Text-to-region grounding data
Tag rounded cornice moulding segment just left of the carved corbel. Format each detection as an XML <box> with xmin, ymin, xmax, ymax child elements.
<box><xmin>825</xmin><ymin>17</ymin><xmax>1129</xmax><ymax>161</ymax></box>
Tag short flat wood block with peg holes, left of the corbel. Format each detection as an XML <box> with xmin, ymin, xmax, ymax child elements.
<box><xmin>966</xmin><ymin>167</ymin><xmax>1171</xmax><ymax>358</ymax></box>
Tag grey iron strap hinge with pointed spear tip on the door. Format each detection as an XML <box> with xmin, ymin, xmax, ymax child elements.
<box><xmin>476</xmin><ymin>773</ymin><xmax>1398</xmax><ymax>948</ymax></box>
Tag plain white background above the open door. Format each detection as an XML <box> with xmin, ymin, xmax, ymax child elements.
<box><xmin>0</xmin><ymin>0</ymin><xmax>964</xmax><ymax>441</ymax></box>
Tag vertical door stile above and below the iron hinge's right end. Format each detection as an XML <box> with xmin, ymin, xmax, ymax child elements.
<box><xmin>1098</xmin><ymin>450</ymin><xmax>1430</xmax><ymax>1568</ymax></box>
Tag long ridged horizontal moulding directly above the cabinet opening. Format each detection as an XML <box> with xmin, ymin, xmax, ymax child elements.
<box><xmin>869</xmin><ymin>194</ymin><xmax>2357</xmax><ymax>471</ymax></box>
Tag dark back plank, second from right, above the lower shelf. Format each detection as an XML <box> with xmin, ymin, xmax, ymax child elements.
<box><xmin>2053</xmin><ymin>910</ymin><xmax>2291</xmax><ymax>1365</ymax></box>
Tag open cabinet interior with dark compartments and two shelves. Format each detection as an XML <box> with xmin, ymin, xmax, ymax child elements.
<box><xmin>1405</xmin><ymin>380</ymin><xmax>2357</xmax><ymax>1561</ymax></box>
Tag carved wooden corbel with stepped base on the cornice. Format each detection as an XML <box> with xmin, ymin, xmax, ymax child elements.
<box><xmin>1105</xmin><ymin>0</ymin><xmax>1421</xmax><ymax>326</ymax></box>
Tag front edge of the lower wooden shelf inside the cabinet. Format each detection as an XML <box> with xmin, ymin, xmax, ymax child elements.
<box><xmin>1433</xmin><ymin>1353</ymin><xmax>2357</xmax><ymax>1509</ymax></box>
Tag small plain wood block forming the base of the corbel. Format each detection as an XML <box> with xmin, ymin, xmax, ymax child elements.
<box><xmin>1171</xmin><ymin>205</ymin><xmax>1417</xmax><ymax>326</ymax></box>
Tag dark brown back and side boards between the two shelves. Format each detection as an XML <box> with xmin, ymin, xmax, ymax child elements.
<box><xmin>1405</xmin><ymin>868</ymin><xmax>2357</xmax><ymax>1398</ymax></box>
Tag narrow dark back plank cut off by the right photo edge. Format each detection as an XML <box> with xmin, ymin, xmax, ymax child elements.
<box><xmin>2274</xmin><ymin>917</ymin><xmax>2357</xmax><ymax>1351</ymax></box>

Exercise prompt
Return the full data, every line of it, with nothing altered.

Task solution
Tag rounded cornice moulding segment just left of the carved corbel. Format each detection as an XML <box> with xmin, ymin, xmax, ymax child elements.
<box><xmin>825</xmin><ymin>17</ymin><xmax>1129</xmax><ymax>161</ymax></box>
Tag short flat wood block with peg holes, left of the corbel. Format each detection as an XML <box> with xmin, ymin, xmax, ymax child elements.
<box><xmin>966</xmin><ymin>167</ymin><xmax>1171</xmax><ymax>358</ymax></box>
Tag grey iron strap hinge with pointed spear tip on the door. Format each detection as an XML <box> with xmin, ymin, xmax, ymax child elements.
<box><xmin>476</xmin><ymin>773</ymin><xmax>1398</xmax><ymax>948</ymax></box>
Tag plain white background above the open door. Format each detection as an XML <box> with xmin, ymin, xmax, ymax child elements.
<box><xmin>0</xmin><ymin>0</ymin><xmax>964</xmax><ymax>441</ymax></box>
Tag vertical door stile above and below the iron hinge's right end. Format each detection as an XML <box> with xmin, ymin, xmax, ymax child elements.
<box><xmin>1098</xmin><ymin>450</ymin><xmax>1430</xmax><ymax>1568</ymax></box>
Tag long ridged horizontal moulding directly above the cabinet opening. Format each detection as an XML <box> with xmin, ymin, xmax, ymax child elements.
<box><xmin>869</xmin><ymin>194</ymin><xmax>2357</xmax><ymax>471</ymax></box>
Tag dark back plank, second from right, above the lower shelf. Format each detection as an XML <box> with xmin, ymin, xmax, ymax child elements.
<box><xmin>2053</xmin><ymin>910</ymin><xmax>2291</xmax><ymax>1365</ymax></box>
Tag open cabinet interior with dark compartments and two shelves. Format each detection as an XML <box> with xmin, ymin, xmax, ymax child elements.
<box><xmin>1405</xmin><ymin>380</ymin><xmax>2357</xmax><ymax>1561</ymax></box>
Tag carved wooden corbel with stepped base on the cornice. Format each detection as an XML <box> with xmin, ymin, xmax, ymax child elements.
<box><xmin>1105</xmin><ymin>0</ymin><xmax>1421</xmax><ymax>326</ymax></box>
Tag front edge of the lower wooden shelf inside the cabinet. Format each detection as an XML <box> with xmin, ymin, xmax, ymax child elements.
<box><xmin>1433</xmin><ymin>1353</ymin><xmax>2357</xmax><ymax>1509</ymax></box>
Tag small plain wood block forming the base of the corbel. Format each detection as an XML <box> with xmin, ymin, xmax, ymax child elements.
<box><xmin>1171</xmin><ymin>205</ymin><xmax>1417</xmax><ymax>326</ymax></box>
Tag dark brown back and side boards between the two shelves. Format each detection as an XML <box> with xmin, ymin, xmax, ymax child elements.
<box><xmin>1405</xmin><ymin>868</ymin><xmax>2357</xmax><ymax>1398</ymax></box>
Tag narrow dark back plank cut off by the right photo edge. Format each detection as an XML <box> with xmin, ymin, xmax, ymax child elements.
<box><xmin>2274</xmin><ymin>917</ymin><xmax>2357</xmax><ymax>1351</ymax></box>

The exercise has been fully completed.